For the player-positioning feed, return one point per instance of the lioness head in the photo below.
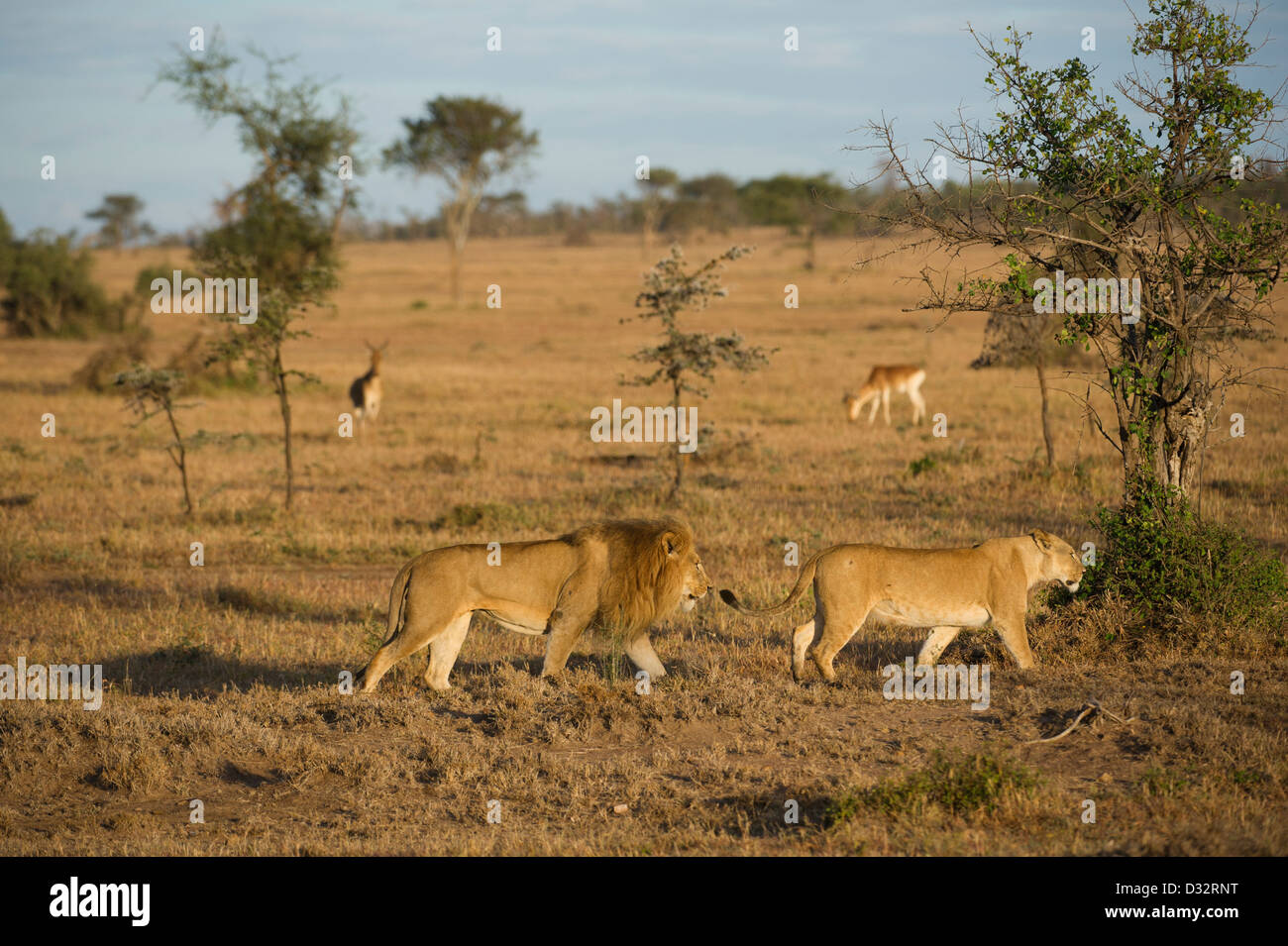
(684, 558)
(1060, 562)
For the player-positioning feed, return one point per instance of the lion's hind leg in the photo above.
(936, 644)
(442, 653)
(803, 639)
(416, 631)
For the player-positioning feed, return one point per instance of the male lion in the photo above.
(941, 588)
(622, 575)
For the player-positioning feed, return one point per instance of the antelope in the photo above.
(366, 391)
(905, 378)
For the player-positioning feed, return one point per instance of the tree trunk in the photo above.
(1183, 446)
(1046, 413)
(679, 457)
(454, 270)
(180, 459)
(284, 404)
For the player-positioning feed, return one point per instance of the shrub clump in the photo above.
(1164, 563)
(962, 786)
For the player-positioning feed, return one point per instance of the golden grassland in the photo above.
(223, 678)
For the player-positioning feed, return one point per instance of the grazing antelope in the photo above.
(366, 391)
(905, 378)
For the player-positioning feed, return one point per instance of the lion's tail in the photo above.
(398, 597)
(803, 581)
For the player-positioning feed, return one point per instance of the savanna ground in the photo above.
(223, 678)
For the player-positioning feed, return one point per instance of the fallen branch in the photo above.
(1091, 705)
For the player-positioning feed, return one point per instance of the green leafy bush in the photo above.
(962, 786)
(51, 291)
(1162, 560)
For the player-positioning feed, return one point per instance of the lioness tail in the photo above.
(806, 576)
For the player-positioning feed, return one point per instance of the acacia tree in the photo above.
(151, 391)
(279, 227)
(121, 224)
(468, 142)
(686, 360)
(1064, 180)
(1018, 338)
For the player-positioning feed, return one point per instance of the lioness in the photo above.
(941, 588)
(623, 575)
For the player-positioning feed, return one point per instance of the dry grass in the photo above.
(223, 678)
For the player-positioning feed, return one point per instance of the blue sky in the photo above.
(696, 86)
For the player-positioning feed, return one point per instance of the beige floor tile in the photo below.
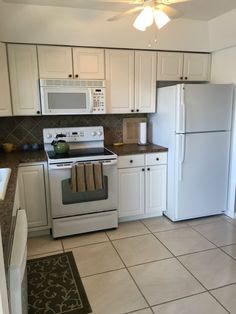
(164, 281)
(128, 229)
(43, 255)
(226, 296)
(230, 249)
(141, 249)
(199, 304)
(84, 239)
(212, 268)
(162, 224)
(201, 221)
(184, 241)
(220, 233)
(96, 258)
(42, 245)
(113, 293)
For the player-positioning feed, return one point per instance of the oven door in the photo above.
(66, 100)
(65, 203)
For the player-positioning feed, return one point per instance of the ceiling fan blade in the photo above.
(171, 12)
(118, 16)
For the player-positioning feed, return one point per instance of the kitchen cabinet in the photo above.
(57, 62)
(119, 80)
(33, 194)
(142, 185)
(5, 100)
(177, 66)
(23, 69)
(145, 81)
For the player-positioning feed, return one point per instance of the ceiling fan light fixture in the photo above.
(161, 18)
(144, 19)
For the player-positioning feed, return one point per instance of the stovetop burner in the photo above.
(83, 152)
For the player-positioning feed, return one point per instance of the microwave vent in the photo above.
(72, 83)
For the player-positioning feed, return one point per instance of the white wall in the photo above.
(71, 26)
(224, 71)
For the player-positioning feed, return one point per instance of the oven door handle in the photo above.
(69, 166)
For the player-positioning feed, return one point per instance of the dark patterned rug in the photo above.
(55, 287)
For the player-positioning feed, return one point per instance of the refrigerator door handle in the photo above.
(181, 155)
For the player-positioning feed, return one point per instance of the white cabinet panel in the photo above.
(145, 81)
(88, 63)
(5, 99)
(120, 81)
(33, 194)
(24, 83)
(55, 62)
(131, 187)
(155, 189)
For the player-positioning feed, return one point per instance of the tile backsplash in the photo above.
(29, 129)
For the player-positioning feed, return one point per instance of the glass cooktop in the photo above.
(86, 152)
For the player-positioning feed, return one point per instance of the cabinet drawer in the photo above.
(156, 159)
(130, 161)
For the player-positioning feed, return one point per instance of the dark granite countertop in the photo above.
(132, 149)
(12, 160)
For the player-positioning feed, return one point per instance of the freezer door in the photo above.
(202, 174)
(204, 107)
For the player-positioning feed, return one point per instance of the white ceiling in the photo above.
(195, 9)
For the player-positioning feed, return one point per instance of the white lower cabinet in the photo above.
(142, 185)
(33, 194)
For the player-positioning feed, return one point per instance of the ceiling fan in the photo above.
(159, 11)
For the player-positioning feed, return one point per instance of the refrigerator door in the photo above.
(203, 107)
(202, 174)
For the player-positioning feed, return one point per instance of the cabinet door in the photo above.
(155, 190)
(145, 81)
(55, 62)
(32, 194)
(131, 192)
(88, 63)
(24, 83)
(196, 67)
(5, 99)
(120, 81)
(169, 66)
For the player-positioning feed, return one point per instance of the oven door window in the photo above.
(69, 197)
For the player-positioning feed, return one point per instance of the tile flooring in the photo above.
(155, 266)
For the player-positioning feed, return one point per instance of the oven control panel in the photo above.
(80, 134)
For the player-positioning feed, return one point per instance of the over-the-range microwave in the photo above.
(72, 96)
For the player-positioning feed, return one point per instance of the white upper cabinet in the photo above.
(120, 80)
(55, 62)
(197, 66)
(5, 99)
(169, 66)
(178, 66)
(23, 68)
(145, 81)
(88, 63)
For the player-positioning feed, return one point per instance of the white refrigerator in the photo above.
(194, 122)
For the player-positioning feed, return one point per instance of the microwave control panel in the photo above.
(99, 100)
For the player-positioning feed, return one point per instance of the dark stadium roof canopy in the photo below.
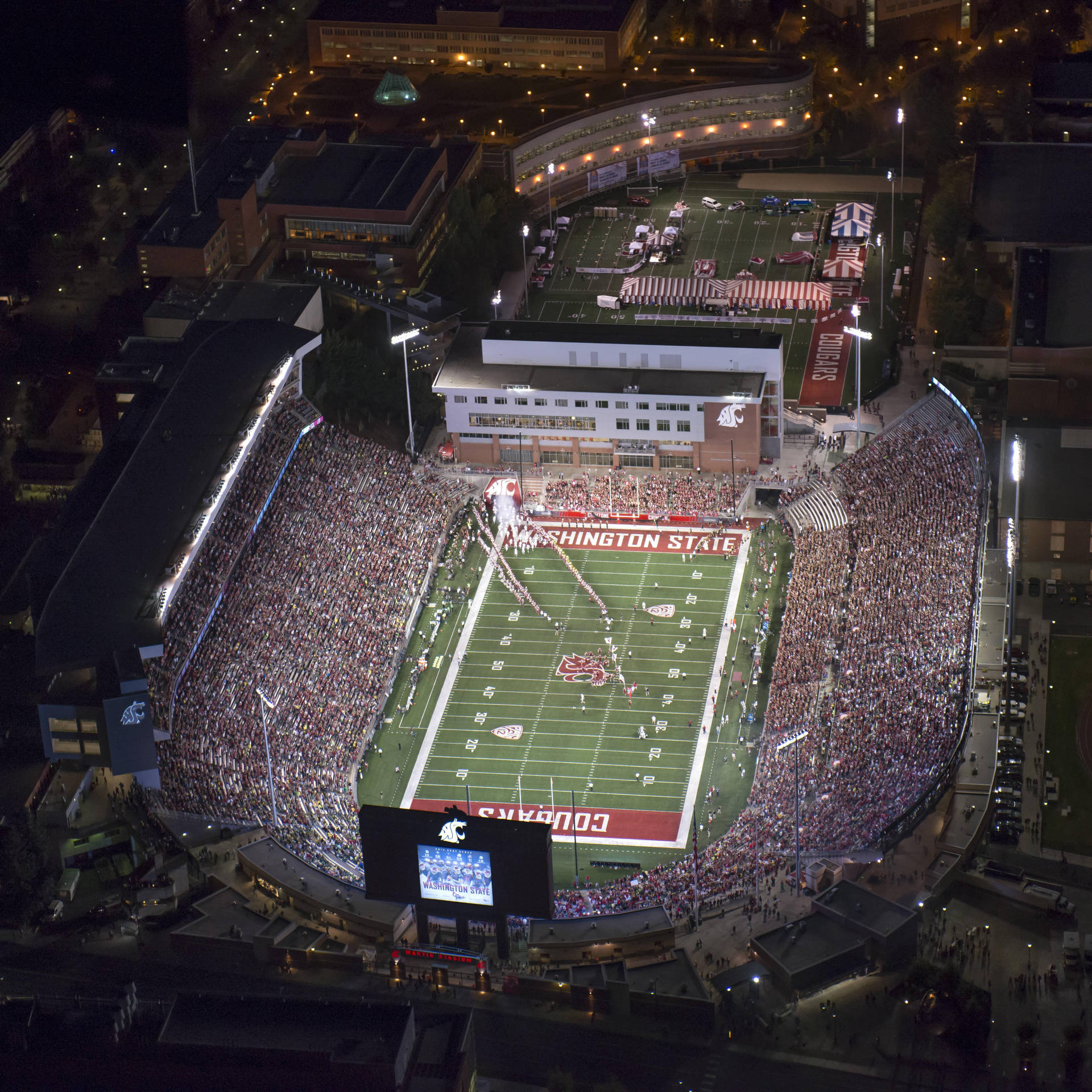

━━━━━━━━━━━━━━━━

> **STATED GOAL**
Copy out all of the rows above word for word, leaving out the pictures.

> **WRITTEN REPLY**
For the player-positioning feed, return one point per instance of the lioness head in the photo below.
(684, 558)
(1060, 562)
For the player-positioning feed, return one point per instance of the lion's hind leg in the photo above.
(936, 644)
(442, 653)
(803, 639)
(416, 631)
For the player-positioning feed, return one point per instance of the male lion in the photo above.
(941, 588)
(622, 575)
For the player-positioning feed, return one point per instance of the antelope in the photo above.
(366, 391)
(905, 378)
For the player-positioning feed, return one point per instance of the tree trunk in the photo above.
(1183, 446)
(1046, 413)
(679, 457)
(454, 270)
(180, 459)
(284, 404)
For the player-positioning feed, return one point per instance of the shrub clump in the photo above.
(1164, 563)
(962, 786)
For the player-positioning feed, return one point per instance of the golden grassland in the photo above.
(223, 678)
For the player-positioning feed, return one point per instance of the grazing antelope in the photo above.
(366, 391)
(905, 378)
For the player-positioning feed, return one point per instance of the lion's tail in the photo above.
(398, 597)
(803, 581)
For the player-positioning feed, return one point per instance of the savanna ground in the photo above.
(223, 678)
For the player-positioning feed, return one point per instance of the fallen branch in the photo above.
(1091, 705)
For the player-positioning feed, return one point per instance of the green leafy bush in the photo above.
(962, 786)
(51, 291)
(1162, 560)
For the player-positioning feed, return one point per instance of the lioness tail in the photo above.
(806, 576)
For the player-positioning feed, return one point per instance of the acacia tree in the photo above.
(151, 391)
(279, 227)
(121, 224)
(468, 142)
(686, 360)
(1064, 180)
(1018, 338)
For the player-positioning feed, return one point per instance of the lioness in the photo above.
(941, 588)
(623, 575)
For the player-positioning feed, return one point per instance of the dry grass in the photo above.
(223, 678)
For the player-positioning feed, return one point per instance of the blue sky in the photo above.
(696, 86)
For the player-positioning feed, return one point per instance of the beige floor tile in the photo below.
(164, 281)
(128, 229)
(43, 255)
(226, 296)
(230, 249)
(141, 249)
(199, 304)
(84, 239)
(212, 268)
(162, 224)
(201, 221)
(184, 241)
(220, 233)
(96, 258)
(42, 245)
(113, 293)
For the player-positioning feed, return one point per instance of the oven door in the photo above.
(66, 100)
(65, 203)
For the player-positioning feed, return one point per instance of the ceiling fan blade in the photo above.
(171, 12)
(118, 16)
For the player-positioning feed, return one point per instance of the kitchen cabinet in the photo above.
(57, 62)
(119, 80)
(33, 194)
(142, 185)
(5, 100)
(177, 66)
(23, 69)
(145, 81)
For the player-positioning feed, return one point per instance of the ceiling fan light fixture in the photo above.
(161, 18)
(144, 19)
For the player-positioning feed, return one point per instance of the stovetop burner in the photo above.
(83, 152)
For the player-positioning feed, return one point per instance of the microwave vent in the photo above.
(72, 83)
For the player-positioning feed, return one point per instance of the white wall in the photo above.
(71, 26)
(224, 71)
For the player-positioning feed, return one point per instance of the oven door handle in the photo above.
(69, 166)
For the player-positioning feed, return one point per instance of the dark patterned rug in the photo above.
(55, 287)
For the player-positioning feed, return one point per instance of the refrigerator door handle in the photo above.
(181, 155)
For the player-positioning feed, return one point per instance of the white cabinet panel in the photo above.
(145, 81)
(88, 63)
(5, 99)
(120, 81)
(33, 194)
(24, 83)
(55, 62)
(131, 187)
(155, 189)
For the player-positioning feed, return one point per instance of the tile backsplash in the photo above.
(29, 129)
For the player-positioning feed, return one point per instance of the glass cooktop in the photo above.
(86, 152)
For the player-positioning feed, return one point per instance of the cabinet drawer in the photo above.
(156, 159)
(130, 161)
For the player-positioning feed, return one point per instance of the dark granite countertop in the photo above.
(132, 149)
(12, 160)
For the player-positioning feed, return one point per instance of the freezer door in the photo above.
(202, 174)
(204, 107)
For the player-positioning feed, return one point per instance of the white ceiling in the photo above.
(195, 9)
For the player-positioning feed, return one point per instance of the white lower cabinet in the photo above.
(142, 185)
(33, 194)
For the player-positioning feed, return one point per instance of the ceiling fan in the photo above.
(159, 11)
For the player-positioning feed, return one point per instance of the refrigerator door in the photo above.
(203, 107)
(202, 174)
For the player-positioning feed, return one point per instance of the cabinet door in the photo above.
(155, 190)
(145, 81)
(55, 62)
(32, 194)
(131, 192)
(88, 63)
(24, 83)
(196, 67)
(5, 99)
(120, 81)
(169, 66)
For the player-positioning feed, return one point per instance of the oven door window in the photo above.
(69, 197)
For the player-positioning feed, return one point per instance of the tile flooring in the photo above.
(155, 266)
For the player-positioning feed, return one point per instance of the oven control panel in the photo above.
(80, 134)
For the player-positioning feed, return one point per instance of the over-the-range microwave in the photo above.
(72, 96)
For the player-positioning feed, return one point per instance of the white upper cabinet in the photo above.
(120, 80)
(55, 62)
(197, 66)
(5, 99)
(169, 66)
(178, 66)
(23, 68)
(145, 81)
(88, 63)
For the player-positioning feed, return one point per instance of the white refrigerator in the photo above.
(194, 122)
For the player-positioning feed, return one point per instance of the microwave control panel in the photo above.
(99, 100)
For the player-positioning feed, return one point per instance of the dark stadium roof canopy in the photo below.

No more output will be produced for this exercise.